* What to work on: Find every line in the material below that contains the word "multiple" and copy each of those lines in full.

* Data records:
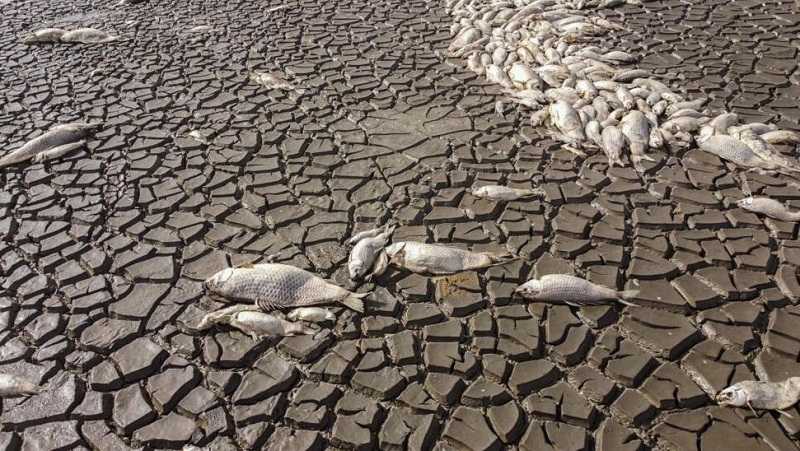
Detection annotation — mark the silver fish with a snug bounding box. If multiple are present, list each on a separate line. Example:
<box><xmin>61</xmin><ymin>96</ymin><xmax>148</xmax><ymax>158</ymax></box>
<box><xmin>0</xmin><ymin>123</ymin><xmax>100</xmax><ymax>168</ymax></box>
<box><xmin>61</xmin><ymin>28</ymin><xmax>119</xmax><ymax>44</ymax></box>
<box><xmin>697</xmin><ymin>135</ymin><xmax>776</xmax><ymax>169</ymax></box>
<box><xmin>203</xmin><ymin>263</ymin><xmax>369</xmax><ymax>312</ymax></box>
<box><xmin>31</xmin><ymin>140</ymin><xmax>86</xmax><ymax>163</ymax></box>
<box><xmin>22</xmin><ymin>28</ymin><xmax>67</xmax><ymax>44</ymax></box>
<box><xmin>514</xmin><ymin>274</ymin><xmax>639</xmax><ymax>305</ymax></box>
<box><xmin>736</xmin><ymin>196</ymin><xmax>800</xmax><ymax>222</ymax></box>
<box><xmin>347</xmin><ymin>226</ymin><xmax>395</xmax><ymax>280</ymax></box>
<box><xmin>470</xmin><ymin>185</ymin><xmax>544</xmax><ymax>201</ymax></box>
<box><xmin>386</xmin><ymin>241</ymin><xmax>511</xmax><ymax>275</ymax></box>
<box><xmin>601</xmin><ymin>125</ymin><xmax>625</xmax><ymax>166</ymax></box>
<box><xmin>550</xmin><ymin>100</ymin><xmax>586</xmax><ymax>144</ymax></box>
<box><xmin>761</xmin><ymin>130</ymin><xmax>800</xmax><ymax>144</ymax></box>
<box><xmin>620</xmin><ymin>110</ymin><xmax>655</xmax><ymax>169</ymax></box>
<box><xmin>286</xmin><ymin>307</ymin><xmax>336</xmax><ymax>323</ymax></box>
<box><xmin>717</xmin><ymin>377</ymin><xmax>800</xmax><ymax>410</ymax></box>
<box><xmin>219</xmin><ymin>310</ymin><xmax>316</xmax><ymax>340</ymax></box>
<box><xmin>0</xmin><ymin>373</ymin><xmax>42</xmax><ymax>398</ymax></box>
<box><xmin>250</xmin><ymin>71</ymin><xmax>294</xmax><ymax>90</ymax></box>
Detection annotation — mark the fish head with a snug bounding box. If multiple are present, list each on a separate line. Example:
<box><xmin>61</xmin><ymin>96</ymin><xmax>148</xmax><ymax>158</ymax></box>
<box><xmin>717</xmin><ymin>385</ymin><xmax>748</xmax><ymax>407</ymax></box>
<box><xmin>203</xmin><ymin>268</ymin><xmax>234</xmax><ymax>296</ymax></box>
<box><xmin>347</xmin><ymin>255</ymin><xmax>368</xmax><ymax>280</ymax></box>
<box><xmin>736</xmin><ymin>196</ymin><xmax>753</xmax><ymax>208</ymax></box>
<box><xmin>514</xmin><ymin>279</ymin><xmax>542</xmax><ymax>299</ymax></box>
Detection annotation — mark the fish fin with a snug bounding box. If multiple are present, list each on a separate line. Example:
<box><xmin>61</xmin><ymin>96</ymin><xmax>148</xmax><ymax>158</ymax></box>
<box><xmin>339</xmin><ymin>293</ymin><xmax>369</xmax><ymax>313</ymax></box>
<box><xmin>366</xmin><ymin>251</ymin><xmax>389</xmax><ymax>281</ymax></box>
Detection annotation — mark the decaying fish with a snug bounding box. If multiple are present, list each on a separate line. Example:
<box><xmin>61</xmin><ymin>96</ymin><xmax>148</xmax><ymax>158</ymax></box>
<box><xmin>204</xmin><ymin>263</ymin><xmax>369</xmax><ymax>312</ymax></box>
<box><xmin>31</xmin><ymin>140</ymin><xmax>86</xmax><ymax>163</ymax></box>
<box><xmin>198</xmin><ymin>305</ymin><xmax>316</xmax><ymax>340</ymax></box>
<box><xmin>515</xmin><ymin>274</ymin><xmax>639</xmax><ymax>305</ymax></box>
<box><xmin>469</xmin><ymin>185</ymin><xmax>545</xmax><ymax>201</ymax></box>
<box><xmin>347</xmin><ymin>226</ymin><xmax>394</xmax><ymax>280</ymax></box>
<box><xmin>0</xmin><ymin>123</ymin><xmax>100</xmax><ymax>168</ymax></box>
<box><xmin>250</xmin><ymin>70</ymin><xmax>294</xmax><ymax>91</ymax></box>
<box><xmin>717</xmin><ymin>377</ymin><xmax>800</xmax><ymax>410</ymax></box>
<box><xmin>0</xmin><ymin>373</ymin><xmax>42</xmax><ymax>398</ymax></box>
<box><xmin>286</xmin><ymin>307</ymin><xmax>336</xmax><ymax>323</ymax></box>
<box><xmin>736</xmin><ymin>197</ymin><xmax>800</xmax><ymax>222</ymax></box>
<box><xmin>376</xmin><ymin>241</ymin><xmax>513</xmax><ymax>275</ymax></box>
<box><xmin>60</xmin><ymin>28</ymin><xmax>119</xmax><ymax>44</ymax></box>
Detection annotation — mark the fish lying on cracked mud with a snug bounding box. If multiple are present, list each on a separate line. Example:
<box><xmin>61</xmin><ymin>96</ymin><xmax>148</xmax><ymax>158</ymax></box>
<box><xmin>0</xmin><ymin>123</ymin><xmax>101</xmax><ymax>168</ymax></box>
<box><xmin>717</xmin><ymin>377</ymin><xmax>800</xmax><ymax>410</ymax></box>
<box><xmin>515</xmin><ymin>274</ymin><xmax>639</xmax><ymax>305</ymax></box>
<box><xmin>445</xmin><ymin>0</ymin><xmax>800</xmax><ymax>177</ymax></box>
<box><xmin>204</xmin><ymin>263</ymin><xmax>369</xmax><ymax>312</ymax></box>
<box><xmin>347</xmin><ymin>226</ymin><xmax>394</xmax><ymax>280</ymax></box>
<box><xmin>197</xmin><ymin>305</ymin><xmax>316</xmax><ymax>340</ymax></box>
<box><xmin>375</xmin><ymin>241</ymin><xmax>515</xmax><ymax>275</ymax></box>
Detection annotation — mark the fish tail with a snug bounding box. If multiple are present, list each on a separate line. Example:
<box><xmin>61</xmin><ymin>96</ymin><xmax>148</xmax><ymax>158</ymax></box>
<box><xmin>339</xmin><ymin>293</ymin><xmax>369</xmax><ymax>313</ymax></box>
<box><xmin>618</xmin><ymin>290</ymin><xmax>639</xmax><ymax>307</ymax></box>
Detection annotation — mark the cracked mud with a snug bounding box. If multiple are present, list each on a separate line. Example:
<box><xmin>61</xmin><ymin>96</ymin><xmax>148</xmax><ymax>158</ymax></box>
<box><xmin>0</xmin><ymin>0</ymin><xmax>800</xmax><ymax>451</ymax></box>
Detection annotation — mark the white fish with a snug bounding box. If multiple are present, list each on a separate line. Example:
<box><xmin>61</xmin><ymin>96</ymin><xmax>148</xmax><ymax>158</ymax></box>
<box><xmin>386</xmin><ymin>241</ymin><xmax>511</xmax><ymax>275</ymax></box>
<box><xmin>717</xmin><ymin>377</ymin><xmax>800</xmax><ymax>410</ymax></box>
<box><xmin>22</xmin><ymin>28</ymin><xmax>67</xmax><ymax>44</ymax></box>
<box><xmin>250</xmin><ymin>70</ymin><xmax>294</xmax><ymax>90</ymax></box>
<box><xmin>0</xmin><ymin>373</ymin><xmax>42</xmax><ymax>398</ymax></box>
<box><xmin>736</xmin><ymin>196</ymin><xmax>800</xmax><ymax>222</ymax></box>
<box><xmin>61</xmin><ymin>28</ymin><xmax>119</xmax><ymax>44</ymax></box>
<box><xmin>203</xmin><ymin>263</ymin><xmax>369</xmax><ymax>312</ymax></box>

* Solution below:
Detection annotation — mark the silver fish with a snug bounding box. If multiple are present, list each on a separate line. Example:
Detection annotation — mark the fish head with a snug bounding box. If multiple are present, list each on a separate line. Example:
Detection annotation — mark the fish fin with a snug bounding box. If multiple are present, list each on a separate line. Example:
Detection annotation — mark the decaying fish with a snug bounding box. If multiple are present, list each on a separate line. Example:
Detection annotation — mark the fish lying on cracked mud with a snug bounding box. If multiple are present, list each on a separate line. Example:
Detection annotation — mark the fish tail with a snug bounding box. If multiple are present, list each on a separate line. Example:
Detection annotation — mark the cracked mud with a snug bounding box. If multiple are present, list each on a separate line. Example:
Detection annotation — mark the white fish with a snug bounding box. If multiple are present, list each on a separate line. Example:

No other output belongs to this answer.